◆ What is asked ◆
Render the stretch of the listing below, from the line containing "Can you see the dock post" through the line containing "column 273, row 139", both included, as a Markdown table. Use the columns No. and Line, with one numbered row per line and blank lines left out.

--- begin ---

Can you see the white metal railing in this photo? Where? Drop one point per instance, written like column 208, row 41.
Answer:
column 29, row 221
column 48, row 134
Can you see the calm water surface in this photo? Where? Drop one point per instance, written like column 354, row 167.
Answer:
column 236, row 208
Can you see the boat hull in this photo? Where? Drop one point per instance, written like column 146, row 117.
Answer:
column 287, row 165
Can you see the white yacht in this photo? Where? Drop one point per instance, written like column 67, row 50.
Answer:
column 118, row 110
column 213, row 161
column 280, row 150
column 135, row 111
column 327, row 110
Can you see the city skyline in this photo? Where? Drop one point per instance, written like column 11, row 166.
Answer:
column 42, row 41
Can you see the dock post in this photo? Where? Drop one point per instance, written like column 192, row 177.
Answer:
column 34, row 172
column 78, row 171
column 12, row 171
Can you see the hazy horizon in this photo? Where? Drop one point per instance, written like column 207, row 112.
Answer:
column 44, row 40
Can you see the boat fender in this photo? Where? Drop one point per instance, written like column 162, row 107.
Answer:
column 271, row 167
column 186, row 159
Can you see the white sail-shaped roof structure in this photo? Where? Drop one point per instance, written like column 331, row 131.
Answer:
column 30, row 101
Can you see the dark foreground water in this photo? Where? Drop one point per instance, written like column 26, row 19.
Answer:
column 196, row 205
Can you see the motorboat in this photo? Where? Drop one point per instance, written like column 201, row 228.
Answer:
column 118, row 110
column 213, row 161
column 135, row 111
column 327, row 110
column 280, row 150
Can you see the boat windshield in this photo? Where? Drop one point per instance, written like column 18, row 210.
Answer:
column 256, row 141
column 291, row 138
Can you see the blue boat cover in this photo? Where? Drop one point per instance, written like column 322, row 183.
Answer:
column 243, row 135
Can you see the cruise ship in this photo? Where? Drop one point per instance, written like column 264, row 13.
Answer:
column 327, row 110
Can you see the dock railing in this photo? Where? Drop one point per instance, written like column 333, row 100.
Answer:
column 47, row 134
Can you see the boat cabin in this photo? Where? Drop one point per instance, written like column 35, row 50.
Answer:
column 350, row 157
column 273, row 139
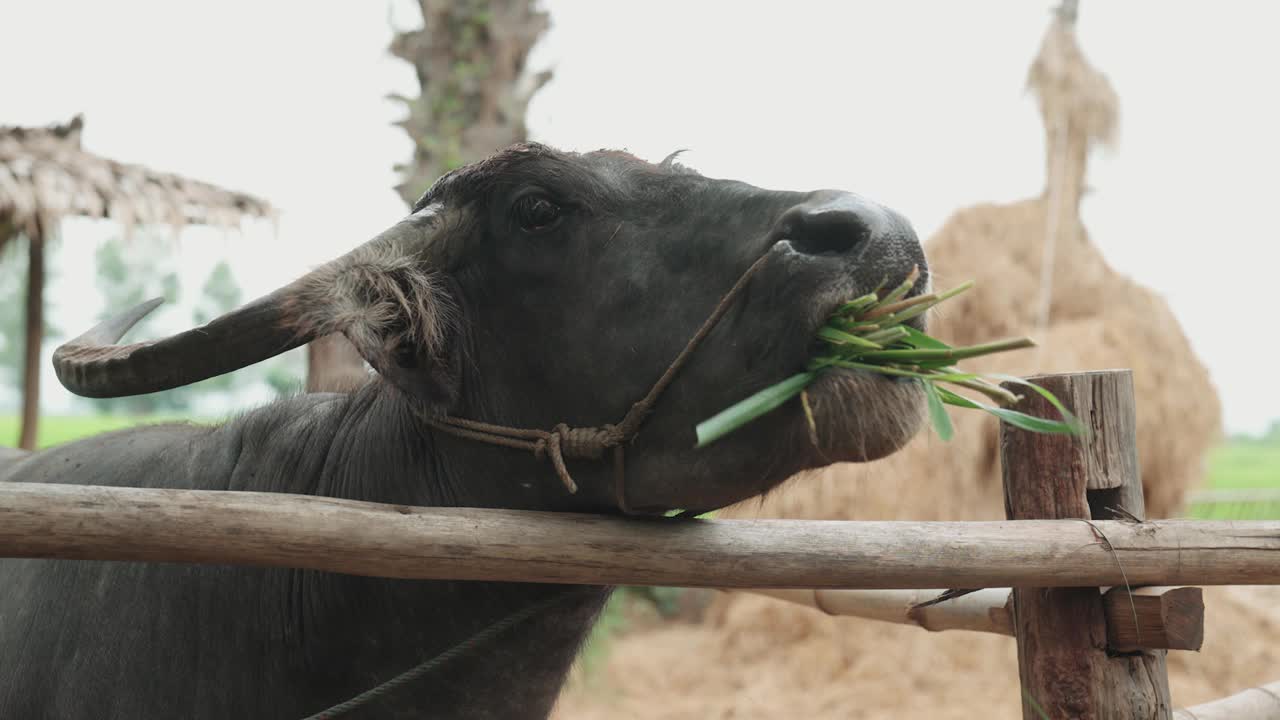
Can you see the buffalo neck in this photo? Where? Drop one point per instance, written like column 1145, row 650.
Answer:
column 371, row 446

--- end ---
--- begin ---

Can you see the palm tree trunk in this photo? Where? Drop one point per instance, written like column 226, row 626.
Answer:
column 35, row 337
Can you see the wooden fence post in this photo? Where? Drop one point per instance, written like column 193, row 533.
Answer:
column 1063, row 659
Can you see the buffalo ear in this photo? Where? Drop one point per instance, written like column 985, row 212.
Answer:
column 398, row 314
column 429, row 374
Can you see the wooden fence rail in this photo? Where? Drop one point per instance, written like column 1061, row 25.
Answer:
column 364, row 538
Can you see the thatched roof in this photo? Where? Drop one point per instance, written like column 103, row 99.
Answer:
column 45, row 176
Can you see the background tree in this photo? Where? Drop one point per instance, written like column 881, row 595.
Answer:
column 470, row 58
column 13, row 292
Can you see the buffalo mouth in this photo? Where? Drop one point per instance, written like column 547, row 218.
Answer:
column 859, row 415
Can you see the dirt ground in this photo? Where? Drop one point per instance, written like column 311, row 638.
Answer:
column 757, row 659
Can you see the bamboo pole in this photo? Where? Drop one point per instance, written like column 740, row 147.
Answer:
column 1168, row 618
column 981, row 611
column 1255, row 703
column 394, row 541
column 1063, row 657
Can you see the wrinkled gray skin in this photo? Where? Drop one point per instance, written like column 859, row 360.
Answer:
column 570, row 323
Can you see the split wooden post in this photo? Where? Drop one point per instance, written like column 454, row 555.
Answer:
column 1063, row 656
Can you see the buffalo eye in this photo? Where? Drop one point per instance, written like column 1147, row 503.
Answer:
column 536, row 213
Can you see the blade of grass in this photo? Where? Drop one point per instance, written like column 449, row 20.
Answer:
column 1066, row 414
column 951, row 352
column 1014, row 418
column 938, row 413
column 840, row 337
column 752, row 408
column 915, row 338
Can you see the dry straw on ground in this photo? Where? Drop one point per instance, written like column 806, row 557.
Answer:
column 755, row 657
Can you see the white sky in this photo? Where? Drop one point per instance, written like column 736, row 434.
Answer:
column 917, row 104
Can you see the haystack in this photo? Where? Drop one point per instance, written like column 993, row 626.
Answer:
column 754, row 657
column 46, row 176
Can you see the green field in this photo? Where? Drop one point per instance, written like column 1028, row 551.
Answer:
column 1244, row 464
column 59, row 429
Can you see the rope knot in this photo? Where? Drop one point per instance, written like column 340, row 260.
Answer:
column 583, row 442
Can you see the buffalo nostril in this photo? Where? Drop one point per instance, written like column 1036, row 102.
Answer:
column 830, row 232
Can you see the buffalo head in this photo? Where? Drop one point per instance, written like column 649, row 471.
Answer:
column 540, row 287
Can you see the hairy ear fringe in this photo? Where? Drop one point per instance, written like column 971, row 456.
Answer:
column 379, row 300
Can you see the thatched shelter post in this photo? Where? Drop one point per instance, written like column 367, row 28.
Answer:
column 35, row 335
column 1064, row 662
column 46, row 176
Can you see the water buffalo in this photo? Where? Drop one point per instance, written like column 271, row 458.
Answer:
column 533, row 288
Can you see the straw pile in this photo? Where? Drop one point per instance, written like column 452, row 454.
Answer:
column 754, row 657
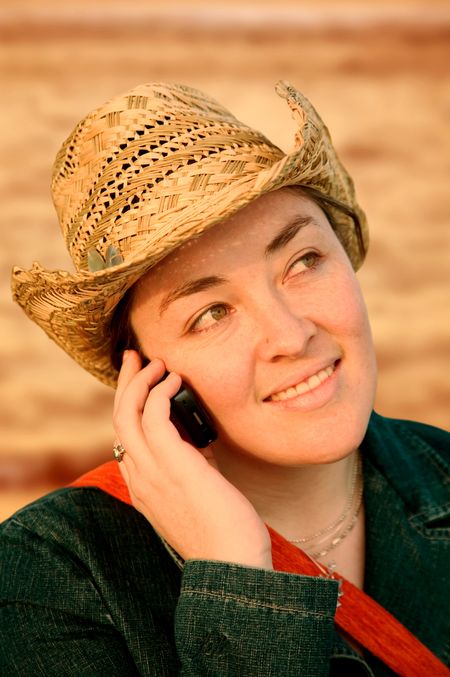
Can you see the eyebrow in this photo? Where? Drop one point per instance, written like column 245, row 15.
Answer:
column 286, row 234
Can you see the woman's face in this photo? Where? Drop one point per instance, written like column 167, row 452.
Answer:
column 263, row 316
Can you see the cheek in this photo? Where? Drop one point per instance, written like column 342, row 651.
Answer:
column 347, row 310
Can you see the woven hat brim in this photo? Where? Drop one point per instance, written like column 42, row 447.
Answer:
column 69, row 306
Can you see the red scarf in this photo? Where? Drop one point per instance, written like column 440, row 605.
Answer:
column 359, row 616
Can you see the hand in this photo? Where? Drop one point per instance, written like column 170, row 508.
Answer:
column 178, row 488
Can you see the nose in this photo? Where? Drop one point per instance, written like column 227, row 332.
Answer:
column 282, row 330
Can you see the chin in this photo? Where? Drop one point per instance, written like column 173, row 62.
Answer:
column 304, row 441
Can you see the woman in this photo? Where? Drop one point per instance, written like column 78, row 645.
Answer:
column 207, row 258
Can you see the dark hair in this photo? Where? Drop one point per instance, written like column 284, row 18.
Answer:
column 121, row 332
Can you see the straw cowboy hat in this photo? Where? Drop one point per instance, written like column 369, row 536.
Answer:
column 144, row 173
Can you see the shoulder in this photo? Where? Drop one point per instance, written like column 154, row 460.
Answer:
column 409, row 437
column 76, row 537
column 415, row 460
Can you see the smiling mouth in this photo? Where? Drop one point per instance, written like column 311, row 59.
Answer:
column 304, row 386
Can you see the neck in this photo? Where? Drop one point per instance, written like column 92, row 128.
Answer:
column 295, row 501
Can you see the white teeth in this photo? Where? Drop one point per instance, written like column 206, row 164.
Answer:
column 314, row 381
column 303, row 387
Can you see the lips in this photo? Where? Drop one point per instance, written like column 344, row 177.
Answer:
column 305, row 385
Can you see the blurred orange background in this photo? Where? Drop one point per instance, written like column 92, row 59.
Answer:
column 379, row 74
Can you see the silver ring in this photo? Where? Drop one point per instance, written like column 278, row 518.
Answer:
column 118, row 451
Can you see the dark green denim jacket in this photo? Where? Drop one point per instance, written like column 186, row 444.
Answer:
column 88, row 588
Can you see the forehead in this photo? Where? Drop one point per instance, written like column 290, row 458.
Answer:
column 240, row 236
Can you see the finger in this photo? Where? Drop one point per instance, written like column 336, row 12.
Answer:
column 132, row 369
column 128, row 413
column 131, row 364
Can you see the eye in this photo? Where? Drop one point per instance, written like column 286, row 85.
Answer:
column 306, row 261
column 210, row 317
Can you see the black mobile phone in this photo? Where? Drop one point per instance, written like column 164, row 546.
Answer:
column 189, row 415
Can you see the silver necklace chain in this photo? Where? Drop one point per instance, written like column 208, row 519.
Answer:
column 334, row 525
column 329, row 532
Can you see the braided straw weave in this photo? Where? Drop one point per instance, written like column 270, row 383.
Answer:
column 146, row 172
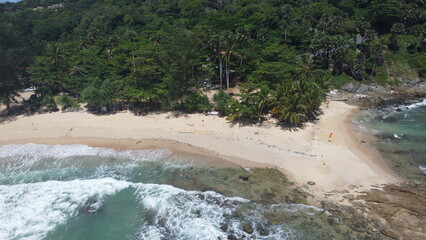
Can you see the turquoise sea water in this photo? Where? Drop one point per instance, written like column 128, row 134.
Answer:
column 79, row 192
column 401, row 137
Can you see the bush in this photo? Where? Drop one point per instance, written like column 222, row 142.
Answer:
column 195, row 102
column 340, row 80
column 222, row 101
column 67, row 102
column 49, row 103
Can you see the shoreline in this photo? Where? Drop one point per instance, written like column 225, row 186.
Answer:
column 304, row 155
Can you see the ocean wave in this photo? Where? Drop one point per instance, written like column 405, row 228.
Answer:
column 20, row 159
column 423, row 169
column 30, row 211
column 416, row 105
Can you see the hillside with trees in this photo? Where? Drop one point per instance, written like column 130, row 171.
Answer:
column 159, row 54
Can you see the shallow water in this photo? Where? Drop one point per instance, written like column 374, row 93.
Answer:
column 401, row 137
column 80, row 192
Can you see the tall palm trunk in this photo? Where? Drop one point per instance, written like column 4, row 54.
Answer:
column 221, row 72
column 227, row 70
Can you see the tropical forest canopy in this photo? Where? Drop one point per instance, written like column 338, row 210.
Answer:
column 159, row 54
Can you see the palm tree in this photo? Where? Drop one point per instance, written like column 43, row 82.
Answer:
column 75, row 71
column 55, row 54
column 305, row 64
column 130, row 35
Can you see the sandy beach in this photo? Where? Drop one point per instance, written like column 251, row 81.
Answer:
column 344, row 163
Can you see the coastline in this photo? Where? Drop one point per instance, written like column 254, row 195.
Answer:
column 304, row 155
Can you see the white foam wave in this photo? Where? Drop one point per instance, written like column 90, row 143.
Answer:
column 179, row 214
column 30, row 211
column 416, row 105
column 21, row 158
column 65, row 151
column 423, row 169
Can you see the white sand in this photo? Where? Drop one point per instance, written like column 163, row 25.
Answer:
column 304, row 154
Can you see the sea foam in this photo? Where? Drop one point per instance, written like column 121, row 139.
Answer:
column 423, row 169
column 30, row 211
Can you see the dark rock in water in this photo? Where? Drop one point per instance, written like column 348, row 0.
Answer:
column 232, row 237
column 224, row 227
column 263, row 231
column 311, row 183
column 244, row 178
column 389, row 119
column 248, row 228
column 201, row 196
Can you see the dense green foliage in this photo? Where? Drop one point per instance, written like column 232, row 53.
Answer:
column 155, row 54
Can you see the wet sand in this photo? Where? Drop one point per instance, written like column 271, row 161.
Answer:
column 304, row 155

--- end ---
--- begin ---

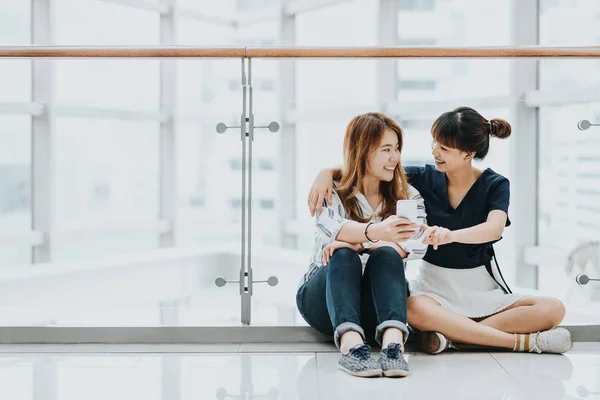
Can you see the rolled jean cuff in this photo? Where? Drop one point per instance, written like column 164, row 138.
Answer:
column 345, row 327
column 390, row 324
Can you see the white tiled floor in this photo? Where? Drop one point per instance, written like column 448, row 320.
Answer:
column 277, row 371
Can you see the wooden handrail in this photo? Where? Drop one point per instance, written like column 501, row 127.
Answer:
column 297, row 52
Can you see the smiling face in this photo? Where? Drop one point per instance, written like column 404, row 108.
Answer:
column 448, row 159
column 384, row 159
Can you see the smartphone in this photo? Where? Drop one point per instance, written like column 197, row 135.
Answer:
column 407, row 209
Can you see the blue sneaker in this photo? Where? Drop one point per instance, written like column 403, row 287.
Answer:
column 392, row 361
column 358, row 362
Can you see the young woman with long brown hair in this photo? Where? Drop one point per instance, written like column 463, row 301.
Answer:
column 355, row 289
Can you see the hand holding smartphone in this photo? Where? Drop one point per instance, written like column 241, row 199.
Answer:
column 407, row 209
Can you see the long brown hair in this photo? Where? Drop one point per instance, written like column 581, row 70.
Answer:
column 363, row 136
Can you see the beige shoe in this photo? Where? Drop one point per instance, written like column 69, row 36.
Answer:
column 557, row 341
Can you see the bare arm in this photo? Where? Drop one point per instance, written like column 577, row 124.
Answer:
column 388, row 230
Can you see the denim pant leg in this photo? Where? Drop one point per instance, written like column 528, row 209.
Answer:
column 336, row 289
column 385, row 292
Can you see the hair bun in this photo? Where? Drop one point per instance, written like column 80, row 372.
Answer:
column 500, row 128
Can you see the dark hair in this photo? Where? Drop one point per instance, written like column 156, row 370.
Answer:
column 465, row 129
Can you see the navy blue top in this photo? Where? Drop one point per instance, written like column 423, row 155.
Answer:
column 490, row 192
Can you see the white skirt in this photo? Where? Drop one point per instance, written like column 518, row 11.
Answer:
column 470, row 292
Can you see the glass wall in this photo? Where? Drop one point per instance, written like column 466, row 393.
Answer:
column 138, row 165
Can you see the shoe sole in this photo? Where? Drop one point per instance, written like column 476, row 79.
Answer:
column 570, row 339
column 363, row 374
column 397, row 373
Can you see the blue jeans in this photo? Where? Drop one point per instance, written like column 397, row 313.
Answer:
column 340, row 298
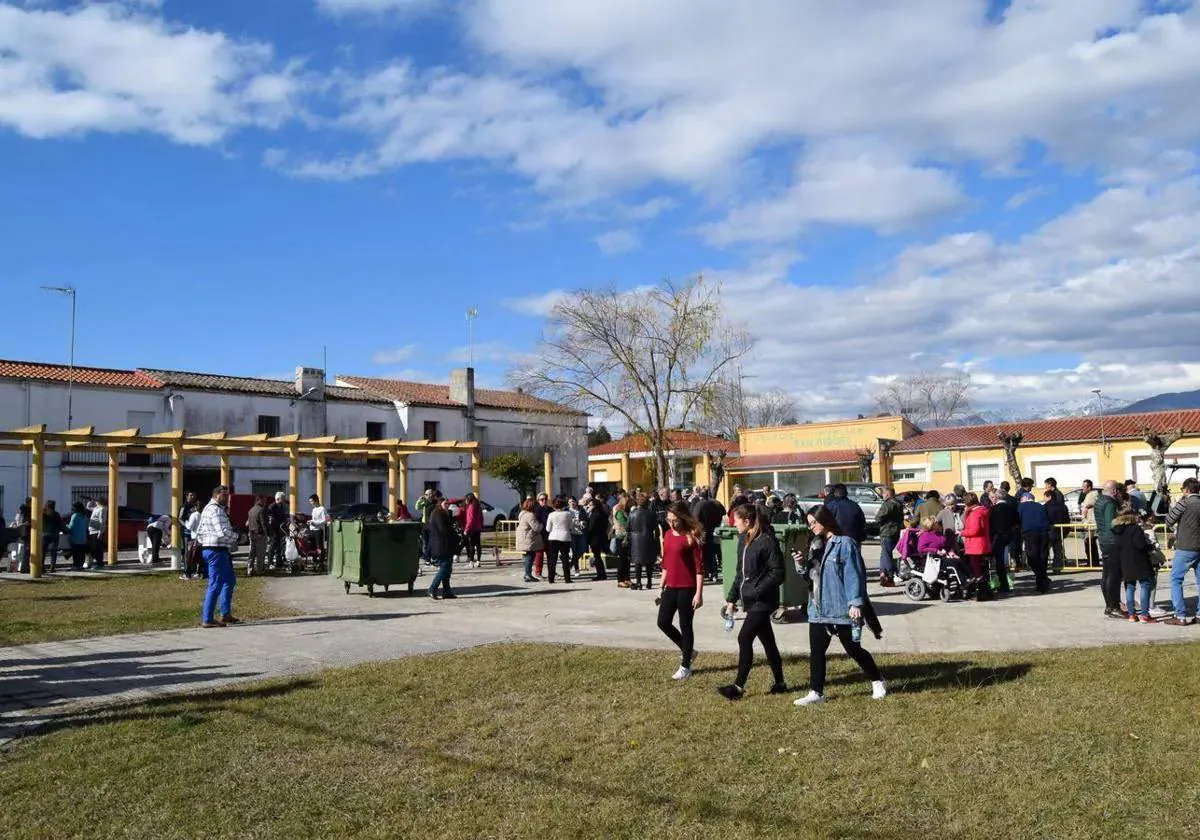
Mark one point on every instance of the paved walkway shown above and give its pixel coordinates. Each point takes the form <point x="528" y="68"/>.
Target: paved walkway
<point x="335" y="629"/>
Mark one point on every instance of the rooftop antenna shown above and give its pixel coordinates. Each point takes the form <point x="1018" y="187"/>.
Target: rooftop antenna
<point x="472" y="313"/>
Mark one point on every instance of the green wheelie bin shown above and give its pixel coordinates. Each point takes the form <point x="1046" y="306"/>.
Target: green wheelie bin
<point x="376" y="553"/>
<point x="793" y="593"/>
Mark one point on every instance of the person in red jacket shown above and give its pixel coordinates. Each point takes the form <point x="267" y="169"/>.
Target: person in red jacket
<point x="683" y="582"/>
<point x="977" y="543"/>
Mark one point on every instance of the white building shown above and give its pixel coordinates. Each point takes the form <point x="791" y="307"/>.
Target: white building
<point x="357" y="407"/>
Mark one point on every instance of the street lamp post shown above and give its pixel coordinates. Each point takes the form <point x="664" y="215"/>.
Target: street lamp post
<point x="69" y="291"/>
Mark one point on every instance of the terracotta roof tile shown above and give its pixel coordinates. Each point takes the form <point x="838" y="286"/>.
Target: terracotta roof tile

--- end ---

◆ Complete answer ◆
| No. | Line |
|---|---|
| 1 | Can you see the dock post in this photo? Where? Drop one point per instance, written like column 192, row 177. |
| 2 | Answer: |
| 3 | column 34, row 172 |
| 4 | column 78, row 171 |
| 5 | column 12, row 171 |
| 6 | Can you see the hazy horizon in this photo? Where? Drop one point per instance, written like column 207, row 112. |
| 7 | Answer: |
| 8 | column 44, row 40 |
| 9 | Can you see the boat fender in this photo? Where? Drop one point per instance, written like column 162, row 107. |
| 10 | Answer: |
| 11 | column 271, row 167 |
| 12 | column 186, row 159 |
| 13 | Can you see the white sail-shaped roof structure in this photo? Where? Drop one point per instance, written like column 331, row 131. |
| 14 | Answer: |
| 15 | column 30, row 101 |
| 16 | Can you see the dark foreground water in this photo? Where? Drop one point per instance, written like column 26, row 19. |
| 17 | Answer: |
| 18 | column 196, row 205 |
| 19 | Can you see the motorboat in this photo? Where? Drop one point per instance, written like column 201, row 228. |
| 20 | Answer: |
| 21 | column 118, row 110 |
| 22 | column 213, row 161 |
| 23 | column 135, row 111 |
| 24 | column 327, row 110 |
| 25 | column 280, row 150 |
| 26 | Can you see the boat windshield in this photo? Where? Drop one point per instance, written like column 18, row 210. |
| 27 | Answer: |
| 28 | column 256, row 141 |
| 29 | column 291, row 138 |
| 30 | Can you see the blue boat cover in this photo? Where? Drop one point per instance, written like column 322, row 183. |
| 31 | Answer: |
| 32 | column 243, row 135 |
| 33 | Can you see the cruise ship in this photo? Where? Drop one point per instance, written like column 264, row 13. |
| 34 | Answer: |
| 35 | column 327, row 110 |
| 36 | Can you see the dock railing in this photo? Where? Drop one point per instance, written like column 333, row 100. |
| 37 | Answer: |
| 38 | column 47, row 134 |
| 39 | Can you see the boat cabin in this photo? Where? Drop one point per instance, written like column 35, row 50. |
| 40 | Answer: |
| 41 | column 350, row 157 |
| 42 | column 273, row 139 |